_WHAT THIS TASK INVOLVES_
In the rows from the line containing "Can you find the orange" through the end of the records, inclusive, change "rustic wooden plank" to "weathered wooden plank" and leave everything else as it is. Leave the pictures out when you write the rows back.

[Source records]
-- Begin --

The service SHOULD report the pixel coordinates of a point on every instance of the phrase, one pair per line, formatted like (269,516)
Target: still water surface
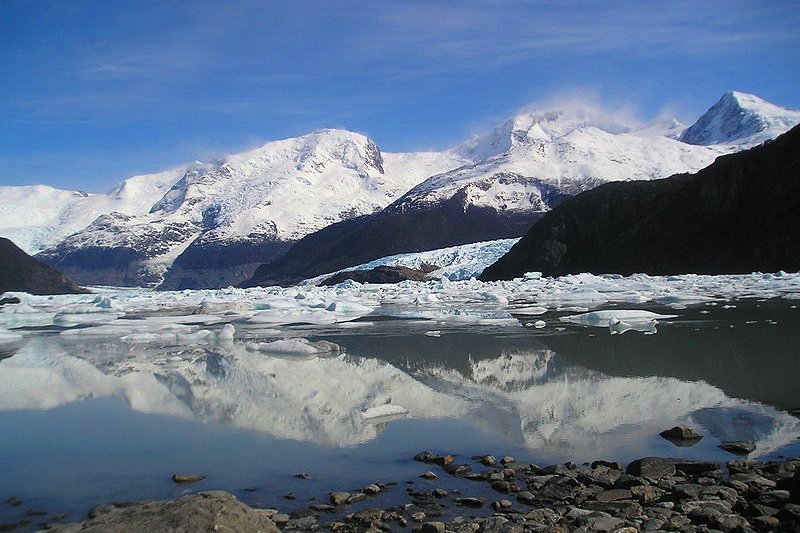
(90,421)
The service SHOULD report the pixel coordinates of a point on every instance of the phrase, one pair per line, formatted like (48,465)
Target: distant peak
(740,118)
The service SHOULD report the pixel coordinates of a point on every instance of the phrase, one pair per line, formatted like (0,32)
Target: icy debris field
(140,315)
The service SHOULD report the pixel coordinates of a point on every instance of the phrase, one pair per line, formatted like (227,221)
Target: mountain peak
(540,127)
(742,119)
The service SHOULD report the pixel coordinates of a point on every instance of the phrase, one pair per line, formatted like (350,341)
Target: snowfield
(455,263)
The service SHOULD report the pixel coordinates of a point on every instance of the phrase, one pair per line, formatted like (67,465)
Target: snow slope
(528,158)
(274,194)
(455,263)
(38,216)
(742,120)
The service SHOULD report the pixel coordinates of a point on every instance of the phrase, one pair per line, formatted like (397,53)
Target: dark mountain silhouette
(21,272)
(740,214)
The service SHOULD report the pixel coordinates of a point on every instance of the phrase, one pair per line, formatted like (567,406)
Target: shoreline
(499,494)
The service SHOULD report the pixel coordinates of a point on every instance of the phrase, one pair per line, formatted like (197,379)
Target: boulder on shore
(206,511)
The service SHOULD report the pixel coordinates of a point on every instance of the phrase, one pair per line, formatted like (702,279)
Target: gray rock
(187,478)
(206,511)
(371,489)
(653,468)
(339,498)
(471,502)
(432,527)
(681,433)
(614,495)
(526,497)
(739,447)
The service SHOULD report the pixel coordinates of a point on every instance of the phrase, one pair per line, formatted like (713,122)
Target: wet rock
(13,501)
(356,498)
(608,464)
(371,490)
(739,447)
(206,511)
(681,434)
(646,493)
(653,468)
(488,460)
(457,469)
(426,457)
(614,495)
(753,480)
(432,527)
(526,497)
(475,503)
(302,513)
(501,505)
(303,523)
(339,498)
(187,478)
(493,523)
(501,486)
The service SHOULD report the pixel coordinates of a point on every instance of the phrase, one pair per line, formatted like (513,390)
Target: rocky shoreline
(649,494)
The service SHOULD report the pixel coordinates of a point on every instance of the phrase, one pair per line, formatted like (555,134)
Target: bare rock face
(23,273)
(738,215)
(197,513)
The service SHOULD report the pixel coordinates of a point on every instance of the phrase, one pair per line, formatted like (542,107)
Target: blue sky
(92,91)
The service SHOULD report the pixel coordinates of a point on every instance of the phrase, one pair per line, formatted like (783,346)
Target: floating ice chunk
(104,302)
(67,320)
(532,310)
(426,298)
(385,410)
(226,333)
(297,347)
(9,336)
(680,301)
(608,318)
(572,308)
(349,308)
(617,327)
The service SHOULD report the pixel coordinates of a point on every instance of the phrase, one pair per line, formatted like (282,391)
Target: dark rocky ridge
(390,232)
(220,264)
(21,272)
(740,214)
(505,495)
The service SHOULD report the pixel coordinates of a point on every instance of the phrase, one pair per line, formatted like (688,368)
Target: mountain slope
(219,221)
(740,118)
(525,167)
(38,216)
(741,214)
(20,272)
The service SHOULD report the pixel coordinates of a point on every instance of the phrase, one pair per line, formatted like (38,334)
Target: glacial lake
(92,419)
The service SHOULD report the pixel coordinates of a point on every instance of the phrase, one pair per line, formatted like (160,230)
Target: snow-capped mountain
(213,224)
(219,221)
(523,169)
(742,120)
(36,217)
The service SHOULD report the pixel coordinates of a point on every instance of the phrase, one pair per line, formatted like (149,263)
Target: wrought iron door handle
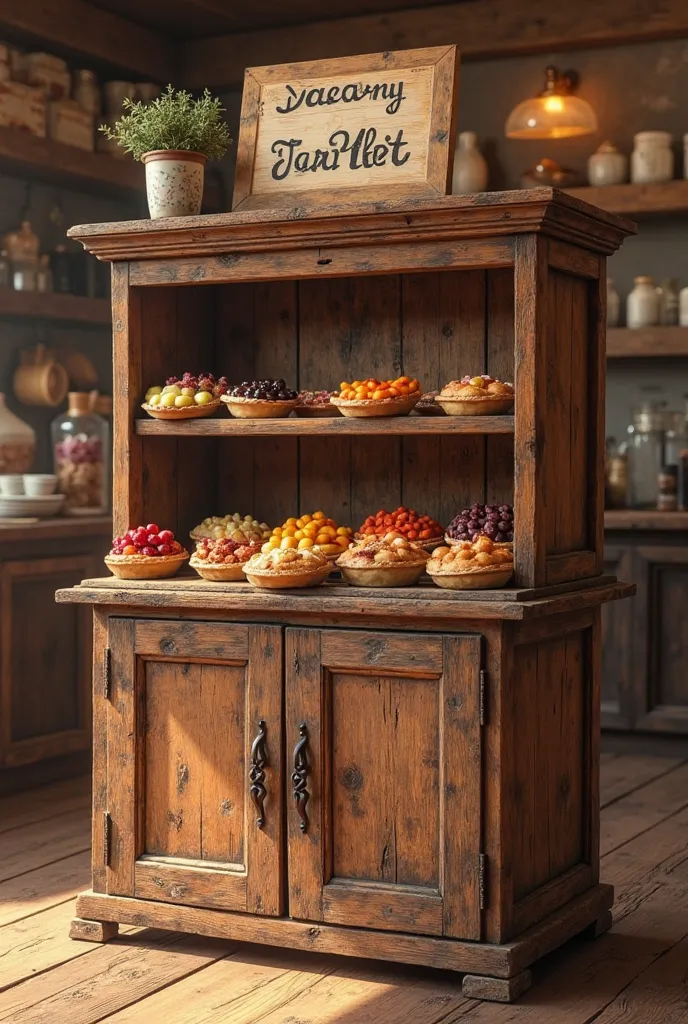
(258,791)
(300,776)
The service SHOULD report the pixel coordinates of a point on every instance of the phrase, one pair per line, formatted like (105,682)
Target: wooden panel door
(617,632)
(660,647)
(45,659)
(383,730)
(194,764)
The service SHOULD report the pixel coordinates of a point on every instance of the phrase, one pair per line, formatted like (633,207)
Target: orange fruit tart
(315,532)
(481,395)
(374,397)
(479,564)
(384,561)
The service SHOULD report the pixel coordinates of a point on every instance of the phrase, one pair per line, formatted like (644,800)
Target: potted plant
(174,136)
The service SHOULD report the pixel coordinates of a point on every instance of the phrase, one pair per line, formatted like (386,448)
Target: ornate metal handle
(300,776)
(257,773)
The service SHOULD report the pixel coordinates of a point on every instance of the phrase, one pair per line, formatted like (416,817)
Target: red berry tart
(145,553)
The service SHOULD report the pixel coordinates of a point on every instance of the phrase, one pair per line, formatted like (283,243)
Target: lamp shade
(554,114)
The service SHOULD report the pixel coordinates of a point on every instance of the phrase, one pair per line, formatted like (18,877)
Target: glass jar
(81,451)
(646,455)
(642,305)
(652,159)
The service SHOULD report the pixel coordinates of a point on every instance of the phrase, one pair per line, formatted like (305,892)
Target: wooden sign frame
(435,179)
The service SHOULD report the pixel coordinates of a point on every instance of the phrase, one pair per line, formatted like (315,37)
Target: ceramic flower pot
(174,182)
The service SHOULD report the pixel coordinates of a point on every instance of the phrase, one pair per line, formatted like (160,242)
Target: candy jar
(81,448)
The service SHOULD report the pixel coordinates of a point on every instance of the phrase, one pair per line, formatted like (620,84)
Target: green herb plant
(174,121)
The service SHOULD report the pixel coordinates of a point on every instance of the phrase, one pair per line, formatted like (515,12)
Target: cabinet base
(481,962)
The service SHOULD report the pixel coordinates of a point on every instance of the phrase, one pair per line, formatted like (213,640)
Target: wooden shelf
(645,519)
(54,306)
(638,201)
(649,341)
(46,160)
(331,426)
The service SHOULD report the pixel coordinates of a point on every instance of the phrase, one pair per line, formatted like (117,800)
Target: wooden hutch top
(512,284)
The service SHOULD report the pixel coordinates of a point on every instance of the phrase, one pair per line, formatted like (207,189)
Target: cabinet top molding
(478,216)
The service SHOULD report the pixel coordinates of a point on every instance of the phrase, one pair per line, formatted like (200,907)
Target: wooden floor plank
(110,977)
(644,808)
(45,887)
(658,995)
(33,846)
(47,802)
(218,994)
(622,773)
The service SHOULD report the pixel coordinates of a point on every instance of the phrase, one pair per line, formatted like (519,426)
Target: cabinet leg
(475,986)
(599,927)
(93,931)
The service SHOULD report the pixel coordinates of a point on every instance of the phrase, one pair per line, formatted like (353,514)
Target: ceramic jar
(174,182)
(470,167)
(652,160)
(613,304)
(607,166)
(17,441)
(642,305)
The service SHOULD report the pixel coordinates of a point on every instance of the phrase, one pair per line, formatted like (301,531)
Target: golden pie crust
(145,566)
(400,406)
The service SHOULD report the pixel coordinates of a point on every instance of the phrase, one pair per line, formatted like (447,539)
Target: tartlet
(281,568)
(314,403)
(222,560)
(472,565)
(481,395)
(378,562)
(145,566)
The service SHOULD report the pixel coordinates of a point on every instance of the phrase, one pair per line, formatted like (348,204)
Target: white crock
(470,167)
(174,182)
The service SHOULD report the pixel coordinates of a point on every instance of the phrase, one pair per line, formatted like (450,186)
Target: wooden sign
(374,127)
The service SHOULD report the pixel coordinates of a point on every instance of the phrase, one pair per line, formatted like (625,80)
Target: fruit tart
(313,403)
(383,561)
(374,397)
(403,522)
(315,532)
(260,399)
(481,395)
(222,560)
(242,528)
(145,553)
(288,567)
(477,564)
(185,397)
(428,406)
(495,521)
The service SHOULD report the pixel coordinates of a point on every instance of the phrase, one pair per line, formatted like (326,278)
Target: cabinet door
(660,650)
(617,631)
(384,818)
(45,654)
(194,764)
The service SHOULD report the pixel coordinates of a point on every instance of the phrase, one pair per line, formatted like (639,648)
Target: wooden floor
(638,973)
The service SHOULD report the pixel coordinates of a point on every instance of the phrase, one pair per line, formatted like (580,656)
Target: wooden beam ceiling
(76,27)
(482,29)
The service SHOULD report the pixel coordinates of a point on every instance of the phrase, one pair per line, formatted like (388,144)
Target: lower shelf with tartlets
(336,425)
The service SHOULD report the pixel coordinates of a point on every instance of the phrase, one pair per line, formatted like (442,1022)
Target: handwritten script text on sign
(346,130)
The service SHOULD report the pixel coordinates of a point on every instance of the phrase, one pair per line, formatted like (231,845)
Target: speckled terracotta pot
(174,182)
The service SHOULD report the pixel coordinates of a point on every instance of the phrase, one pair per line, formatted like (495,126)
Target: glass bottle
(81,451)
(646,455)
(668,293)
(44,274)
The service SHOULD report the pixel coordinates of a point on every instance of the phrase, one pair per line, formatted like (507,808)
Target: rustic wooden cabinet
(645,652)
(45,650)
(404,773)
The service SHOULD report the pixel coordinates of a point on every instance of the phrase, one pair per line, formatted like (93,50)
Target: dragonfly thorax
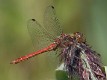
(67,40)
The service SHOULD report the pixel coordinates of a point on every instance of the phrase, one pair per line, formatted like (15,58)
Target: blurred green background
(86,16)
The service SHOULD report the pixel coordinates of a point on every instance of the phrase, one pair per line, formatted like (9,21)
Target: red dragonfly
(72,47)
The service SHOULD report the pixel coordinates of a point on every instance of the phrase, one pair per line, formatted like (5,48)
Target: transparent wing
(51,22)
(38,34)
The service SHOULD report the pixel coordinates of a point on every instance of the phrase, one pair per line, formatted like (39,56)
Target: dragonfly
(77,55)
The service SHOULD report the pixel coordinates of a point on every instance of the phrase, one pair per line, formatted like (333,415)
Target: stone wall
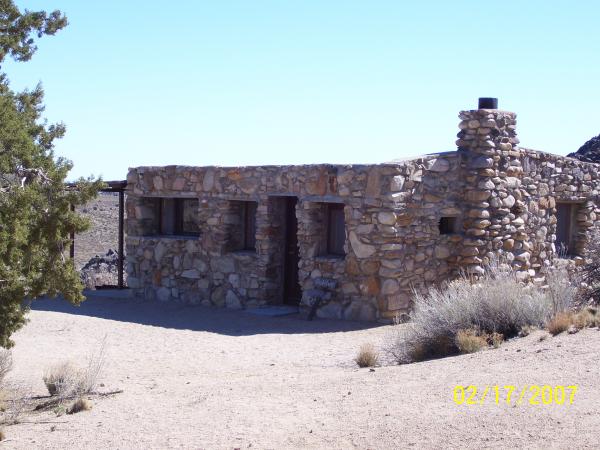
(511,195)
(392,238)
(495,198)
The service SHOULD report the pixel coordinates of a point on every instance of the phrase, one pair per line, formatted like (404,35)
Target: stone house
(357,239)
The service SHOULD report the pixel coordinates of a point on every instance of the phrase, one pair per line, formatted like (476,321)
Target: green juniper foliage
(35,214)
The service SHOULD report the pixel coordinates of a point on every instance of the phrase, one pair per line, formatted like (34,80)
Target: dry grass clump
(81,404)
(6,363)
(587,317)
(495,303)
(367,356)
(65,380)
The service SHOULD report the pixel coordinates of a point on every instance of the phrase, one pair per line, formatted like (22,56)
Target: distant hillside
(588,152)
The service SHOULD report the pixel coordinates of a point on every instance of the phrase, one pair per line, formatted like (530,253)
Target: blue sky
(292,82)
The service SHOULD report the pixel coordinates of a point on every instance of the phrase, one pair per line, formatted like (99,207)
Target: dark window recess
(249,225)
(178,216)
(566,228)
(336,229)
(449,225)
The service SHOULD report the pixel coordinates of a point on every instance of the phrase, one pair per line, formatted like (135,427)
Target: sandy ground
(204,378)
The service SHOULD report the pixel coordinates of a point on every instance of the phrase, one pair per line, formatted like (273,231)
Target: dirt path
(203,378)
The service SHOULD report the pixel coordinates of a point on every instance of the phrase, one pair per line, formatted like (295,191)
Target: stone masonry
(408,224)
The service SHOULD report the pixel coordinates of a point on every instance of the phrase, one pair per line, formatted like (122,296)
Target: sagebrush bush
(470,341)
(495,303)
(65,380)
(367,356)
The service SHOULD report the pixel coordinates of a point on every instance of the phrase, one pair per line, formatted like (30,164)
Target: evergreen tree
(35,213)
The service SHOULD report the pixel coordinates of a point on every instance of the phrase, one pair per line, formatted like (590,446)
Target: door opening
(291,288)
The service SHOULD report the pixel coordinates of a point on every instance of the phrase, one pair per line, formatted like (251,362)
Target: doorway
(291,288)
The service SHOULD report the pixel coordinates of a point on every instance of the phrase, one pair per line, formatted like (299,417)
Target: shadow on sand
(118,306)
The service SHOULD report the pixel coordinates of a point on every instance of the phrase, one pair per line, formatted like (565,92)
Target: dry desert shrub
(62,380)
(470,341)
(367,356)
(495,303)
(496,339)
(16,400)
(65,380)
(81,404)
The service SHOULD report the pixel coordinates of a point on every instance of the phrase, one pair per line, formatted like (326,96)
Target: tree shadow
(118,306)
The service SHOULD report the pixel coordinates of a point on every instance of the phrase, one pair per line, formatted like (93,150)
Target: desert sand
(194,377)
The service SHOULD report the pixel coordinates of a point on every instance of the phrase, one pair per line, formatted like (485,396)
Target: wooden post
(72,237)
(121,220)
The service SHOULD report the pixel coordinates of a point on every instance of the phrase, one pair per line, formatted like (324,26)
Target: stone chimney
(494,213)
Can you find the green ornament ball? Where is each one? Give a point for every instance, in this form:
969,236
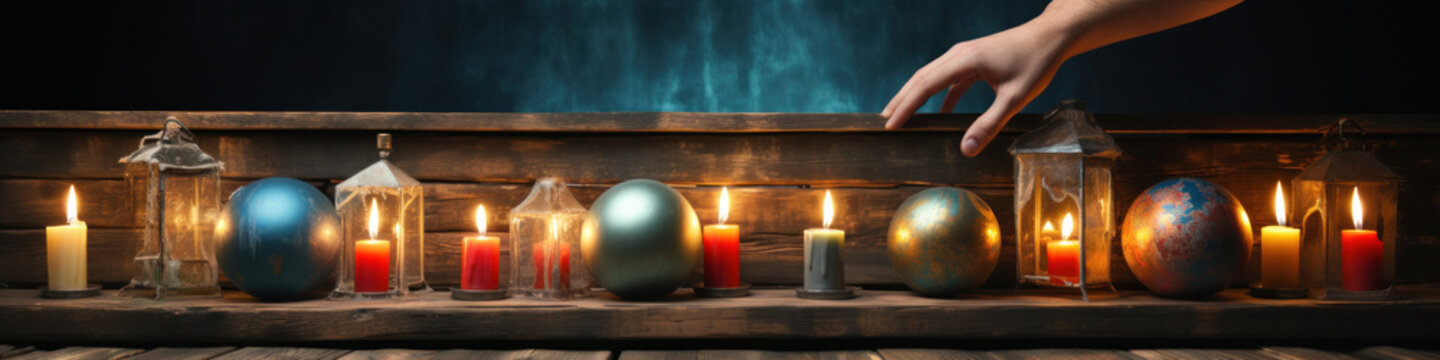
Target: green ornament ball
641,239
943,242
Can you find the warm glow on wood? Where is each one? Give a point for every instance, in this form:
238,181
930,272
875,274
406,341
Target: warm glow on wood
725,203
1279,203
830,209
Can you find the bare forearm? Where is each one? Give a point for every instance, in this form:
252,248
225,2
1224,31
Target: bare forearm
1095,23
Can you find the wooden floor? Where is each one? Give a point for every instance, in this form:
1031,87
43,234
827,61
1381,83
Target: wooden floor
229,353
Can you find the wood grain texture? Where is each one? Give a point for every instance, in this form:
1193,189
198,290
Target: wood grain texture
766,314
82,353
696,121
183,353
748,354
284,353
1303,353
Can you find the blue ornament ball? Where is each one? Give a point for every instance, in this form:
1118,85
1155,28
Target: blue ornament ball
278,239
1187,238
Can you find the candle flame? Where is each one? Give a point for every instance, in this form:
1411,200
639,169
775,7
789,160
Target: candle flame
480,219
1357,210
71,208
830,209
1066,226
1279,203
375,221
725,205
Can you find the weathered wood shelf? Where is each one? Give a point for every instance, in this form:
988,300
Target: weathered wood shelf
766,314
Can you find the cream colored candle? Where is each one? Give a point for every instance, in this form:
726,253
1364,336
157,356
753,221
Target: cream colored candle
65,249
1279,249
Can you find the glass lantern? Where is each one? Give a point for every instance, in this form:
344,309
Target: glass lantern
1347,206
176,192
382,219
545,252
1063,200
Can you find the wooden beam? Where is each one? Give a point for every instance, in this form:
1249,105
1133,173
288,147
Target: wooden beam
766,314
697,121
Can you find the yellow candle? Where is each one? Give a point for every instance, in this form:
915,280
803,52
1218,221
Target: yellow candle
65,249
1279,249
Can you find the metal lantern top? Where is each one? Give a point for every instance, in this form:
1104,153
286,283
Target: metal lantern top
1067,130
382,173
173,149
1347,163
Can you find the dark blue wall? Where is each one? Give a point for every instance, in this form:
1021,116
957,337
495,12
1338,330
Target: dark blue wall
717,55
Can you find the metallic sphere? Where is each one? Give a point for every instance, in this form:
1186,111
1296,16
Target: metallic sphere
943,241
641,239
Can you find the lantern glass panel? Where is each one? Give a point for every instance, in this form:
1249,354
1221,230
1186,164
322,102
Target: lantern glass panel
1332,265
545,252
1063,170
398,202
176,195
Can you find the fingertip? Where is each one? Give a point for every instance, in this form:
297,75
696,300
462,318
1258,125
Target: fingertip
971,147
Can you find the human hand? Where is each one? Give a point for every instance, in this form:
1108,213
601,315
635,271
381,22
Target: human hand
1018,64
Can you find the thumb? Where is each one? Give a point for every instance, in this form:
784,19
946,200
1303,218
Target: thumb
1007,104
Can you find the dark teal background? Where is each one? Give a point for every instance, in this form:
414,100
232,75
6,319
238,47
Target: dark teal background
716,55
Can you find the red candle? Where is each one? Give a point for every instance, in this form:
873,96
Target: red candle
1063,257
722,255
1362,255
480,265
546,270
722,249
372,265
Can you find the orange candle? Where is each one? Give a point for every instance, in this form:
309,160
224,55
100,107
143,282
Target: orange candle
1362,255
722,249
1063,257
480,265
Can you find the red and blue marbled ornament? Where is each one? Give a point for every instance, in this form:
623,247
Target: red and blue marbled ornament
1187,238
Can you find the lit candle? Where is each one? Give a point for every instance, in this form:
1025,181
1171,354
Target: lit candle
65,249
373,258
824,254
1279,249
552,261
1361,254
480,265
1063,257
723,249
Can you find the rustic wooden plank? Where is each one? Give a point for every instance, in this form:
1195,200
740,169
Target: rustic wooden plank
183,353
748,354
935,354
765,314
694,121
1303,353
389,354
1393,353
284,353
704,159
15,353
1201,354
1063,353
82,353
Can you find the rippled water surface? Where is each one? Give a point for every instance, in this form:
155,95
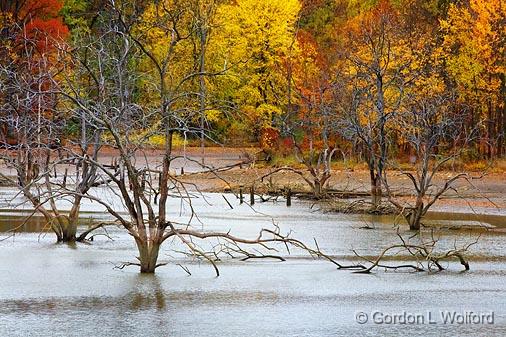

-- End --

_CORRECT RESPONSE_
Can you find the orange candle? Where is each one? Give a point for every instance, in this form:
309,160
224,55
100,107
143,282
Target: orange candle
1362,255
722,249
1063,257
480,265
Can you find the red and blue marbled ornament? Where is each one? Give a point for every instance, in this form:
623,247
Target: red and blue marbled ornament
1187,238
Can you find the lit candle? Where is each one? Give a point for every instance, in this form:
1025,181
1171,354
Target: lit candle
65,249
373,258
824,254
1279,249
552,261
1361,254
480,265
1063,257
723,249
Can you find the weathered wooden plank? Where is each one? Give a point for every instance, in this form:
1195,200
740,169
Target: weathered wooden plank
183,353
748,354
935,354
765,314
694,121
1303,353
389,354
1393,353
284,353
704,159
15,353
1201,354
1063,353
82,353
Can you find the rippled water surface? Where is each one? Give a point for every instance, in this form:
155,95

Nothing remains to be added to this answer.